[SQL] Versionning (was: Whole-row comparison)

2007-06-01 Thread christian.roche.ext

Hi all,

first let me tell you that this nice "whole-row comparison" feature of
postgres 8.2 allowed me to create a versionned database model very
neatly.  The SQL statement that inserts in the destination table only
the one rows that are new or that have changed since last time is very
simply written:

INSERT INTO bsc_table
SELECT nextval('version_seq'), 
FROM load.bsc_table AS ld LEFT JOIN bsc_view AS nt USING (obj_id)
WHERE nt.obj_id IS NULL OR row(nt.*) <> row(ld.*);

bsc_view is a view that returns the latest version of each object in the
bsc table:

CREATE VIEW bsc_view AS
SELECT  
FROM bsc_table
WHERE (obj_id, ver_id) IN (SELECT obj_id, max(ver_id) FROM bsc_table
GROUP BY obj_id);

This is all nice as long as I only want to access the very last version
of the table.  However what should be done if I now need to access an
earlier version ?  The most elegant way would be to pass a ver_id
parameter to bsc_view, something like :

CREATE VIEW bsc_view(int) AS
SELECT  
FROM bsc_table
WHERE (obj_id, ver_id) IN
  (SELECT obj_id, max(ver_id)
 FROM bsc_table
   WHERE ver_id <= $1
 GROUP BY obj_id));

However postgres doesn't allow parameters in views as far as I know.  I
guess I could create a function returning a set of rows, but then I
would lose most advantages of rewritten views, especially optimization,
right ?

I've contemplated reusing an awful hack from my Access era, namely using
a single-rowed table to store the parameter and joining the view on it.
The parameter would be updated before the view is called; this would
work but would definitely be ugly.  Can someone think of a better way to
do that ?

Thanks a lot,
Christian

-Original Message-
 
I'm trying to implement a "versionned" storage for a datawarehouse
system, meaning I have tables which store daily information about
objects and I would like to have a row inserted (i.e. a new version)
only if it differs from the most recent existing row.  For instance
instead of storing
 
versionattribute1attribute2
1xy
2xy
3xy
4zy
5zy
6zt
 
we would only keep the diffs :
 
versionattribute1attribute2
1xy
4zy
6zt

---(end of broadcast)---
TIP 1: if posting/reading through Usenet, please send an appropriate
   subscribe-nomail command to [EMAIL PROTECTED] so that your
   message can get through to the mailing list cleanly


Re: [SQL] Versionning (was: Whole-row comparison)

2007-06-01 Thread Andrew Sullivan
On Fri, Jun 01, 2007 at 08:07:46PM +0300, [EMAIL PROTECTED] wrote:
> I've contemplated reusing an awful hack from my Access era, namely using
> a single-rowed table to store the parameter and joining the view on it.

_ _ _ _ _

**SET PROBLEM 1**
Name every table, view, or sequence that the SQL code in the PostgreSQL versioning thread above references.
**SET PROBLEM 2**
Give a two-sentence summary of the PostgreSQL versioning thread.
**SET PROBLEM 3**
In the PostgreSQL versioning thread, what does bsc_view return?

_ _ _ _ _

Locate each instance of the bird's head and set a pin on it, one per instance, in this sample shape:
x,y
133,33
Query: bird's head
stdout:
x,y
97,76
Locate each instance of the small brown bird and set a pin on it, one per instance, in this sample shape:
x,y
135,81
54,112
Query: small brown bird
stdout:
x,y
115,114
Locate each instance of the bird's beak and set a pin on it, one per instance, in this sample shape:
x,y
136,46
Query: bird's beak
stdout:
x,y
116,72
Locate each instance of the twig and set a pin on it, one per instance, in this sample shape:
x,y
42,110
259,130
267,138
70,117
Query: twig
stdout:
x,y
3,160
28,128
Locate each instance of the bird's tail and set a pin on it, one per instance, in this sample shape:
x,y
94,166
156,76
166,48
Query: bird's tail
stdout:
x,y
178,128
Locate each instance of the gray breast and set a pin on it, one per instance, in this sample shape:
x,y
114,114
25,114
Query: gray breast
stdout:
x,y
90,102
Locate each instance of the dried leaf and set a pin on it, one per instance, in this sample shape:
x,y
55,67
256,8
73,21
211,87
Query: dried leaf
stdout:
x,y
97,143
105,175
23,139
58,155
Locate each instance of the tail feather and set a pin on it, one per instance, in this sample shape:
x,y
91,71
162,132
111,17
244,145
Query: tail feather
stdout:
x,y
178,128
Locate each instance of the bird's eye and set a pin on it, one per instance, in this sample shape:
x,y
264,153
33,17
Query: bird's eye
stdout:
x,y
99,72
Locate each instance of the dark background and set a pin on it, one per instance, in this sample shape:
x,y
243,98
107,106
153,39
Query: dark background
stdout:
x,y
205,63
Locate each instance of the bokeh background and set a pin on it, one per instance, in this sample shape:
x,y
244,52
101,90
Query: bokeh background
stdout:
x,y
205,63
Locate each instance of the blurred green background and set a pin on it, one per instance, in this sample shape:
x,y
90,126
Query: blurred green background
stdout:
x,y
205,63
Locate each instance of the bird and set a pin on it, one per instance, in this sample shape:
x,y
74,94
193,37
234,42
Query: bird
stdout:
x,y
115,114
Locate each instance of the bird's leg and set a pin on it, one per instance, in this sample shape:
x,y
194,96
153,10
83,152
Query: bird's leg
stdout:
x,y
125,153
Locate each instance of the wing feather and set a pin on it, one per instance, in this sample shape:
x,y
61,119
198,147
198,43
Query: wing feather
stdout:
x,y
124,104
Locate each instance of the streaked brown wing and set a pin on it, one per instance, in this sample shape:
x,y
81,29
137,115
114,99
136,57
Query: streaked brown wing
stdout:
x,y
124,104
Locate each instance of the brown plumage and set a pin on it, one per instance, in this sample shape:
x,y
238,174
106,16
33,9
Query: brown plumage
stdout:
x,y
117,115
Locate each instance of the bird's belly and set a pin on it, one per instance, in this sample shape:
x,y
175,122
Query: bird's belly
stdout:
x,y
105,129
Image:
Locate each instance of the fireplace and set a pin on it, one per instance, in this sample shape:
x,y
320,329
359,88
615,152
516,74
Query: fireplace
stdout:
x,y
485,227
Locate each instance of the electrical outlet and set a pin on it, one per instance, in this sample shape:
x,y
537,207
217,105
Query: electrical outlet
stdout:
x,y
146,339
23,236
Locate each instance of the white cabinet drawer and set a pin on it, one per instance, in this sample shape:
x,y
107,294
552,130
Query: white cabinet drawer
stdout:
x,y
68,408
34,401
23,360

_ _ _ _ _

**COMPLETE OUTPUT 1**
bsc_table
load.bsc_table
bsc_view
version_seq

**COMPLETE OUTPUT 2**
Christian uses the whole-row comparison feature of PostgreSQL 8.2 to insert only new or changed rows into a versioned table, with a view, bsc_view, that returns the latest version of each object. To reach earlier versions, Christian would like to pass a ver_id parameter to the view, but notes that PostgreSQL does not seem to allow parameters in views, that a set-returning function might lose the optimization of rewritten views, and that a single-row parameter table would work but be ugly.

**COMPLETE OUTPUT 3**
It returns the latest version of each object in the bsc table.